## ИСХОДНЫЙ ТЕКСТ:

^^^^^^^^^^^^^^^^

Автор

Адильхан ЕРЖАНОВ: Белым по белому


Никто не видит в Эдипе и Гамлете ничего чернушного.


А теперь представим на минуту, что у нас в театрах идут постановки, где казахский хан насилует мать и убивает отца. Или где произносят фразу “Все гнило в казахском ханстве”. Трудно представить, потому что в нас сидит генетический код, запрещающий воспринимать искусство, если оно происходит среди нас. Если античный Эдип насилует мать — тогда, конечно, это трагедия. Но если это герой картины “Карой”, к примеру, тогда это чернуха. Слишком удобно стало называть этим термином все, что не укладывается в прокрустово ложе нашего процветающего общества.


Кто вбил нам в голову, что искусство должно быть красивым и добрым? Что живопись — это только красота, а не экспрессионизм Мунка, или литература — только назидательные моралите?


Весь конфликт между коммерческим и так называемым фестивальным кино в нашей стране — по сути конфликт буржуазного восприятия искусства.


Искусство — всегда боль, как бы эпатажно это ни звучало. Обычно возражают: да, боль, но есть и доброе искусство. В этом и заблуждение. Доброго искусства не бывает.


Бывает добрая и красивая реклама. Бывает добрая пропаганда. Но кино становится искусством только через страдание. Классическое определение катарсиса — “очищение страданием”. Не фестивали и госдеп организовали эту формулу. Не намеренно фестивали выбирают такое кино, где авторы выражают своё трагическое восприятие мира. Это основной закон искусства. Это природа творчества. Нарушить его нельзя, нельзя повесить ярлык чернухи на все трагедии, на все метания Достоевского, нельзя назвать чернухой то, что заставляет думать.


Мне возразят, что фестивали создают программы для плохого отражения нашей страны. Я не сторонник конспирологических теорий. Фильм “Любовь” Ханеке, где старик душит старушку, получил “Оскара” и “Золотую пальмовую ветвь”. Кто-нибудь может вспомнить, какую страну фильм очернял? Кто-то всерьёз верит, что фильм создан для уничижения облика французов или немцев? Мы верим, что Манхэттен атакуют ежедневно монстры? Когда фильм смотрит зритель, он забывает, в какой стране это происходит. В каннском каталоге нет обозначения страны-производителя. Только имена. Есть и политика на фестивалях, как и всюду. Но кино — это отдельная нация, отдельная страна, где действуют только законы кино­языка.


И опять мне возразят, что в кино необязательно показывать плохое, когда не все так плохо у нас в стране.

^^^^^^^^^^^^^^^^

## СПИСОК ЗАПИСЕЙ:
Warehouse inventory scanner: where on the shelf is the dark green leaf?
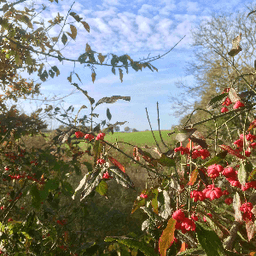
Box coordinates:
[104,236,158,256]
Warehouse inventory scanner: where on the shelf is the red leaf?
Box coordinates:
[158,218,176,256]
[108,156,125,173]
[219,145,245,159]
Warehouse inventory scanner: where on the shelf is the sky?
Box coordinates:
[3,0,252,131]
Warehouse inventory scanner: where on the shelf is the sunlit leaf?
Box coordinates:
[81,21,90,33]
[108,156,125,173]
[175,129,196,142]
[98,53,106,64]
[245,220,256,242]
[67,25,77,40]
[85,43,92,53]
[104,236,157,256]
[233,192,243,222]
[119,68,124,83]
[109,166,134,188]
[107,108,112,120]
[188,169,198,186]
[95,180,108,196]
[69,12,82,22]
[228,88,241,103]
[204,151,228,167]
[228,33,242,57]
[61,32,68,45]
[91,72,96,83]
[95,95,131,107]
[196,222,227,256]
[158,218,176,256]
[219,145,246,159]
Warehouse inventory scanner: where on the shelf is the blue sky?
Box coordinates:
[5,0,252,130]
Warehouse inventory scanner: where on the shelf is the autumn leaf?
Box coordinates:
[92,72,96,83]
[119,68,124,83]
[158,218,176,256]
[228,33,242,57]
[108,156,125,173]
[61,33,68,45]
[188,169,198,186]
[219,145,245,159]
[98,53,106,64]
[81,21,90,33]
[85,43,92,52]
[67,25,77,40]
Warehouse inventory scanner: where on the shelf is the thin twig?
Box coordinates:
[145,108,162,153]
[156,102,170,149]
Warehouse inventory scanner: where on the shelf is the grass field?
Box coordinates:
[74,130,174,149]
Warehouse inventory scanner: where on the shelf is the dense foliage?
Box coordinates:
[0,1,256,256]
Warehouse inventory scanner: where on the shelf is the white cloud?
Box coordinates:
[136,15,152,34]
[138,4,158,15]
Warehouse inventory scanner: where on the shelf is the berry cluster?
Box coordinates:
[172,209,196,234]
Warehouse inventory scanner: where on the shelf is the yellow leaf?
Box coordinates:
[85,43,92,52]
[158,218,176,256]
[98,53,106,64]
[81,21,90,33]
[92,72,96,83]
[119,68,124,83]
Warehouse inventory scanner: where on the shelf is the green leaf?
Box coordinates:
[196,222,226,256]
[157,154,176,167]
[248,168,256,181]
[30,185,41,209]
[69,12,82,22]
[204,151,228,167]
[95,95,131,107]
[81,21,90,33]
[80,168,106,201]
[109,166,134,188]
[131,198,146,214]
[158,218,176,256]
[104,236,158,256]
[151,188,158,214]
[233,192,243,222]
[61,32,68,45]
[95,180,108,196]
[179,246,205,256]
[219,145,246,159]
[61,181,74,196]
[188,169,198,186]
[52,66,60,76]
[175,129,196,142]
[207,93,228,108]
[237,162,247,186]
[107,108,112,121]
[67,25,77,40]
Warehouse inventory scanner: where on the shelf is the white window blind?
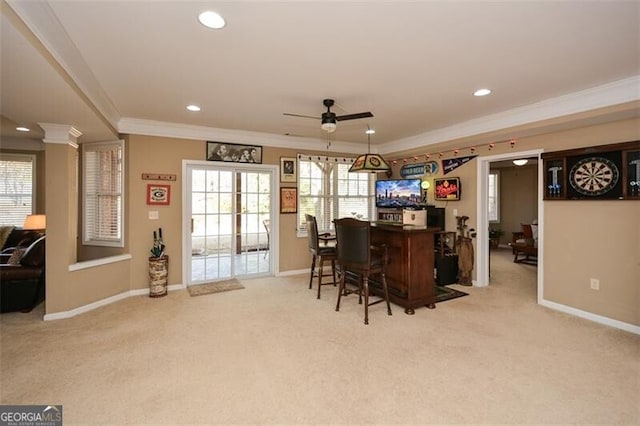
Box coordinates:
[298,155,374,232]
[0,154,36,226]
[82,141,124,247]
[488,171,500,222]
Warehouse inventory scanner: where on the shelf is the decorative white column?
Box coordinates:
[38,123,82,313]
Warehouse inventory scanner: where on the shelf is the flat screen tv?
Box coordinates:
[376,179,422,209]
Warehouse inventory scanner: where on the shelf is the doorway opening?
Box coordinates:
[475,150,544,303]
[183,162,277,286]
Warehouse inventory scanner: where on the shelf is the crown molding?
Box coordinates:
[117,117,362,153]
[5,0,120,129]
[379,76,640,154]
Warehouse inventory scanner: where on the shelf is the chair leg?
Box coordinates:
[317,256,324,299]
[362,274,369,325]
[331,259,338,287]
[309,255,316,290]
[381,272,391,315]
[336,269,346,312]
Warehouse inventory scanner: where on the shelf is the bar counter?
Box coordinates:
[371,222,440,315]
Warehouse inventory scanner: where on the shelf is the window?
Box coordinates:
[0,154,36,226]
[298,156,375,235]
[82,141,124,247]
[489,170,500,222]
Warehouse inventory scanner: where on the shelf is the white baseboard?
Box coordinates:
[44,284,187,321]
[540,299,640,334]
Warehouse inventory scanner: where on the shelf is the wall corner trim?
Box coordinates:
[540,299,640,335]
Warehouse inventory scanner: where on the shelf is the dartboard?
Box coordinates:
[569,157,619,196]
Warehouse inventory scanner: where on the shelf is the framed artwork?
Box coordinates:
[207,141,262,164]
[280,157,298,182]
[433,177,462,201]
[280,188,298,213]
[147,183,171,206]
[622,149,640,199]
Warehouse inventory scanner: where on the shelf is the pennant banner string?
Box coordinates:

^^^^^^^^^^^^^^^^

## ПОСТАВЛЕННАЯ ЗАДАЧА 1:
Измените фрагмент эссе об искусстве, начиная со слов «А теперь представим» и продолжая вплоть до слов «только назидательные моралите?», заменив в нём «прокрустово ложе» на «тесные рамки».
## ПОСТАВЛЕННАЯ ЗАДАЧА 2:
Какие награды, согласно эссе об искусстве, получил фильм Ханеке «Любовь»?

## ПИСЬМЕННЫЙ ОТВЕТ 1:
А теперь представим на минуту, что у нас в театрах идут постановки, где казахский хан насилует мать и убивает отца. Или где произносят фразу “Все гнило в казахском ханстве”. Трудно представить, потому что в нас сидит генетический код, запрещающий воспринимать искусство, если оно происходит среди нас. Если античный Эдип насилует мать — тогда, конечно, это трагедия. Но если это герой картины “Карой”, к примеру, тогда это чернуха. Слишком удобно стало называть этим термином все, что не укладывается в тесные рамки нашего процветающего общества.


Кто вбил нам в голову, что искусство должно быть красивым и добрым? Что живопись — это только красота, а не экспрессионизм Мунка, или литература — только назидательные моралите?

## ПИСЬМЕННЫЙ ОТВЕТ 2:
Фильм получил «Оскара» и «Золотую пальмовую ветвь».